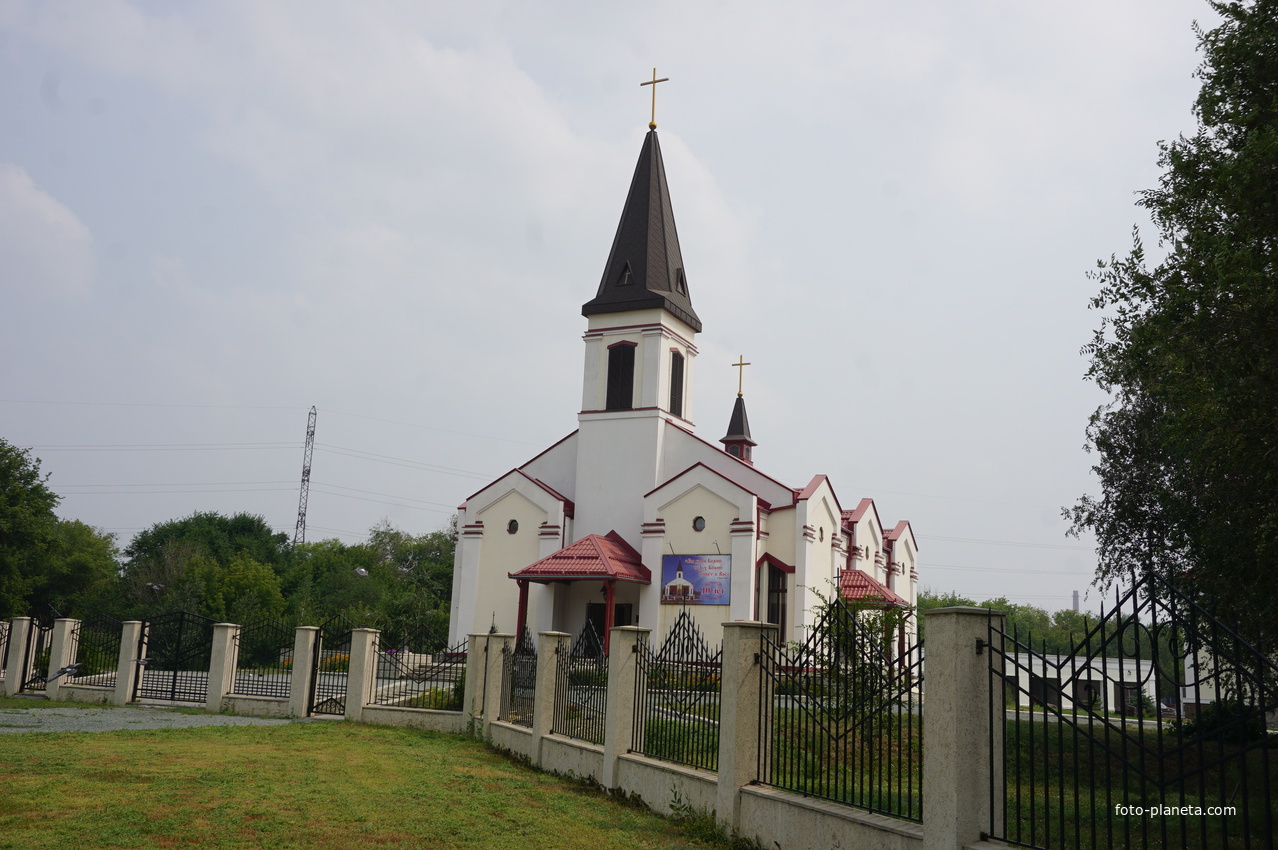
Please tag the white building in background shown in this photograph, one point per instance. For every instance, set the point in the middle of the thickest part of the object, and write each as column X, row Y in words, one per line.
column 634, row 518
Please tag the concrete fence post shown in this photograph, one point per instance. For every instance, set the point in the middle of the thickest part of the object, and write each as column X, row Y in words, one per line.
column 960, row 750
column 221, row 664
column 61, row 652
column 624, row 693
column 302, row 676
column 15, row 670
column 361, row 671
column 740, row 716
column 495, row 680
column 129, row 670
column 550, row 644
column 474, row 692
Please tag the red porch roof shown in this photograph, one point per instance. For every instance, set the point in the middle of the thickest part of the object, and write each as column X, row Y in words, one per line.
column 591, row 557
column 856, row 586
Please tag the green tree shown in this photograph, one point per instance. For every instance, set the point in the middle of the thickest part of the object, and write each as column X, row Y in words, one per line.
column 1187, row 449
column 242, row 591
column 27, row 523
column 76, row 573
column 187, row 564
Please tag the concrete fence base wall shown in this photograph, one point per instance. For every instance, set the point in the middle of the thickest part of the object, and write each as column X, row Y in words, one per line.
column 256, row 706
column 956, row 761
column 86, row 694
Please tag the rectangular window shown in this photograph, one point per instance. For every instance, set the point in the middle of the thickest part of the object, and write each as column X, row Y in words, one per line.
column 676, row 384
column 621, row 377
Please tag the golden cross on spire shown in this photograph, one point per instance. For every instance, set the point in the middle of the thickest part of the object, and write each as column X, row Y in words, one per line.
column 653, row 82
column 740, row 373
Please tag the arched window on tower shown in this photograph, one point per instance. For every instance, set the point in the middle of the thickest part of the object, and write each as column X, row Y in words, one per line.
column 676, row 384
column 621, row 376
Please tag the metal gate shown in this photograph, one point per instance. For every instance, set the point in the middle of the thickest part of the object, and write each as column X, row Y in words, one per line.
column 174, row 653
column 35, row 664
column 331, row 666
column 1152, row 733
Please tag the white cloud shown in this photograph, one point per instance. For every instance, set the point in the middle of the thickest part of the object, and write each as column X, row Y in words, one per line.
column 44, row 246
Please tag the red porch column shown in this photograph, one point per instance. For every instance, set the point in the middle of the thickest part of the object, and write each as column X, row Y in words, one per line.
column 610, row 611
column 523, row 609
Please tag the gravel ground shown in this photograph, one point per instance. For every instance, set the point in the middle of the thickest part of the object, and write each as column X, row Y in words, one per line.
column 107, row 720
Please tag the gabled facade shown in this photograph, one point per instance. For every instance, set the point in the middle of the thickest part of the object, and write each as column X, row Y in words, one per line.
column 633, row 518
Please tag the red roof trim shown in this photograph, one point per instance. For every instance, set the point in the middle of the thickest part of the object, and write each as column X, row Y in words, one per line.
column 775, row 561
column 551, row 448
column 569, row 508
column 858, row 586
column 608, row 557
column 711, row 469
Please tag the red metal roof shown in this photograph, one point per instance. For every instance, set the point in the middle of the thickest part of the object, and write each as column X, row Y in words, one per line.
column 856, row 586
column 591, row 557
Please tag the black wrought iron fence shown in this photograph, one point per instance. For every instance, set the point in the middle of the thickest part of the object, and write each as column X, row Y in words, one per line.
column 841, row 716
column 519, row 678
column 4, row 647
column 263, row 660
column 582, row 688
column 419, row 670
column 177, row 648
column 677, row 697
column 35, row 666
column 97, row 651
column 331, row 667
column 1150, row 734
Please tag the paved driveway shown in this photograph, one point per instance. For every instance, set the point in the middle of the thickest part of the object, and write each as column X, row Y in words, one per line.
column 106, row 720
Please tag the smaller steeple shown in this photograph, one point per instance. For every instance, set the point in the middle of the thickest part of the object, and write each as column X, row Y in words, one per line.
column 738, row 441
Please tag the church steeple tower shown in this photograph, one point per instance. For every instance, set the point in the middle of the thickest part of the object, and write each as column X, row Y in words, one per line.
column 738, row 441
column 640, row 347
column 646, row 267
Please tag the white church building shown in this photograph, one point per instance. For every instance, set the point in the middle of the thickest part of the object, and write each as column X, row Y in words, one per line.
column 634, row 518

[Task item] Could the lines above be copied out exactly, with no image carried over?

[Expected answer]
Please tag the white building in background shown in this photograph, one point per instance. For every instance, set the point in the middle of the thickest part of the object, and write each as column X, row Y in words, one per line.
column 634, row 518
Please tag the concrete fence post shown in this photograph, one point per instance. For every instance, set the point in the middle of the thickest part of the object, and write each as column X, row Y in words, one per line.
column 960, row 750
column 221, row 664
column 61, row 652
column 624, row 693
column 302, row 676
column 15, row 670
column 361, row 671
column 740, row 716
column 495, row 680
column 129, row 670
column 550, row 644
column 474, row 692
Please tag the red porch roof shown in this photograph, one point per instance. For every instance, set the point in the middle of the thickest part of the object, and write each as column X, row Y in words, one per line.
column 591, row 557
column 856, row 586
Please tag the green tree shown in this photograph, one point per instance. For every instance, set the point in the middle of the thickest part of the object, and write each as column X, row Y in words, one per line.
column 1187, row 449
column 242, row 591
column 27, row 523
column 76, row 573
column 187, row 564
Please tag the concrete fence base wall shown in this photograph, one point per instance. For every instance, set the point in the middle of the thickest part of the object, and write each as column X, row Y in words, one per line.
column 256, row 706
column 956, row 761
column 86, row 694
Please tag the rectangular window shown in this photograph, one point per instance. For every instance, set the point in the middle of the thickest part of the object, and write each as column X, row Y in words, one per line.
column 676, row 384
column 621, row 377
Please tag the golden cross on spire shown in this photograph, one point per instance. For every instance, set the point in the middle of the thickest part of the object, and write each as column X, row Y in words, one per line.
column 653, row 82
column 740, row 373
Please tag the arched window on tower shown in this photograph, one point per instance. For every instance, set the point in the middle of the thickest part of the object, and write each as column X, row Y in words, one per line.
column 676, row 384
column 621, row 376
Please tag the metal gate shown in this photograph, one point per instance. For every instance, set the point in the middle of the thickest part of the object, and write each as column X, row Y in words, one per line.
column 174, row 653
column 35, row 664
column 331, row 666
column 1152, row 733
Please tag the white cloud shown in this photograph, one point per instance. For every instance, set the point in the middle of the thickest part of the object, and write each as column X, row Y in words, one per line.
column 44, row 246
Please tag the red porch column shown in this photograph, one point per instance. For every instance, set the point in the middle of the thickest part of the object, and write each as column X, row Y in words, one per line.
column 610, row 611
column 523, row 609
Please tag the gravel ground shown in this photograph, one point per instance. For every instance, set the point in the middle of the thickest part of the object, and write each as column X, row Y in words, one per line.
column 107, row 720
Please tag the gabled facade shown in this photograph, one point per instance. For every instance, set the point in the middle of the thickest part of the object, and write each as column X, row Y in words, one per line.
column 633, row 518
Please tag the red roof trim shown in this photograph, one point per instance. For every instance, set the point in the middle of the thickest part of the object, and write each as column X, row Y in words, one per line.
column 775, row 561
column 551, row 448
column 569, row 508
column 858, row 586
column 608, row 557
column 711, row 469
Please tag the red metal roof shown in this photograph, one point per instance. For every instance, set the point in the middle of the thickest part of the object, and write each as column X, row Y in words, one per line.
column 856, row 586
column 591, row 557
Please tag the black wrought iron fence shown in this photograph, one point per instance. For every instance, set the point in the middle of the thickest part of the object, and write each as column X, row Y in words, one per line.
column 841, row 716
column 519, row 678
column 4, row 647
column 263, row 660
column 582, row 688
column 419, row 670
column 177, row 648
column 677, row 697
column 35, row 666
column 97, row 651
column 331, row 667
column 1150, row 734
Please tag the paved driveway shown in this photograph, one point per instance. For every instance, set the point in the middle of the thickest part of the object, and write each as column X, row Y in words, one per line.
column 106, row 720
Please tag the smaller steeple shown in this photograph, one point per instance. For every instance, set the point in the middle of the thickest part of the object, and write each as column X, row Y in words, one per line.
column 738, row 441
Please tag the church steeple tower shown in this photograph, one point per instance. For every instance, set the point in the middle of the thickest part of the object, and write each as column X, row Y in words, one per line.
column 738, row 441
column 640, row 347
column 646, row 267
Please tag the white church building shown in this photograph, one point per instance. For every instance, set the point in the middle of the thickest part of the object, and write each as column X, row Y in words, one per line.
column 634, row 518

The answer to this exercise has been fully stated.